→ **What to produce**
Copy the rows below, requests included, from the first one through the line with "277;80;547;447", and shift every bounding box coordinate in the answers up by 113. Include only those lines, and leave the pictures out.

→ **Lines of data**
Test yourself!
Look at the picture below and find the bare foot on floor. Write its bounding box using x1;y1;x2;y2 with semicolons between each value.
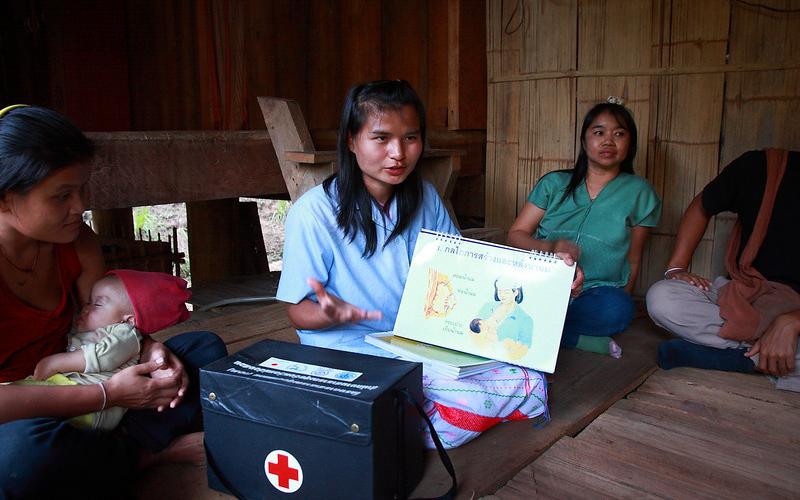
608;339;622;359
140;432;206;469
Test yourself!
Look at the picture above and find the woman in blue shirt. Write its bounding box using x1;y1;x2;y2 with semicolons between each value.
508;99;661;357
277;80;547;447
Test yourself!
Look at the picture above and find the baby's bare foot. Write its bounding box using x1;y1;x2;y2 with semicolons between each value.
608;340;622;359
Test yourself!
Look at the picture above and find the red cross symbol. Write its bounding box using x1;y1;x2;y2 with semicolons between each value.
269;455;300;488
264;450;303;493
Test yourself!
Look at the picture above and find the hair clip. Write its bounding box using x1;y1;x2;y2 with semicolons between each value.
0;104;28;118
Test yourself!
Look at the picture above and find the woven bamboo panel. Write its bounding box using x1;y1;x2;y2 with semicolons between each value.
720;0;800;166
486;0;800;295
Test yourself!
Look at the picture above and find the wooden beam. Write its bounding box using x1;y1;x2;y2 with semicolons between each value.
86;131;286;209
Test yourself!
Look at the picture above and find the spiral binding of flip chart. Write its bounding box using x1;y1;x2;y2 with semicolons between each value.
420;229;562;264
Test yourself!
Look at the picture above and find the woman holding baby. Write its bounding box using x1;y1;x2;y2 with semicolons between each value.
0;106;225;498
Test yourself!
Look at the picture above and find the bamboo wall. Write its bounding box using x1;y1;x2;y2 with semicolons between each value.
486;0;800;295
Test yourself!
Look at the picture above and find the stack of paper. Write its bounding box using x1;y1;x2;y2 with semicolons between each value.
365;332;503;378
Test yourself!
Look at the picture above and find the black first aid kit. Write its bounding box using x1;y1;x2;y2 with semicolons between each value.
200;340;455;499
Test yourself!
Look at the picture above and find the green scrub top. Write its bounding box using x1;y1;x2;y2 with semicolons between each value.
528;170;661;290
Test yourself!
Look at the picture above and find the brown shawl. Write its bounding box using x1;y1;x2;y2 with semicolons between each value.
719;149;800;342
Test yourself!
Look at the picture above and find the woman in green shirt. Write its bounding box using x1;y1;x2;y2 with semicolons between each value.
508;98;661;358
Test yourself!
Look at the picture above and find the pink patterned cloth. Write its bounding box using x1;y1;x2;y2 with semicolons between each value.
422;365;549;448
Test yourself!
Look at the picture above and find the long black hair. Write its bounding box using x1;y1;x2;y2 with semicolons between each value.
322;80;425;257
561;102;638;201
0;106;94;196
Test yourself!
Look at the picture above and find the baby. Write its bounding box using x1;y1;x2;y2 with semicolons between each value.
29;269;191;430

→ **Solution**
Test yourself!
Look at the picture below and find the bare foot on floor. Write its bounding box using x1;y1;x2;y2 with semicolons between each value.
721;452;735;472
253;545;319;582
Test yourself!
Look at the picture above and find the woman in blue shirt. Write its bounding box using x1;y1;x2;y2 with semicolons between each value.
621;212;774;470
390;193;660;560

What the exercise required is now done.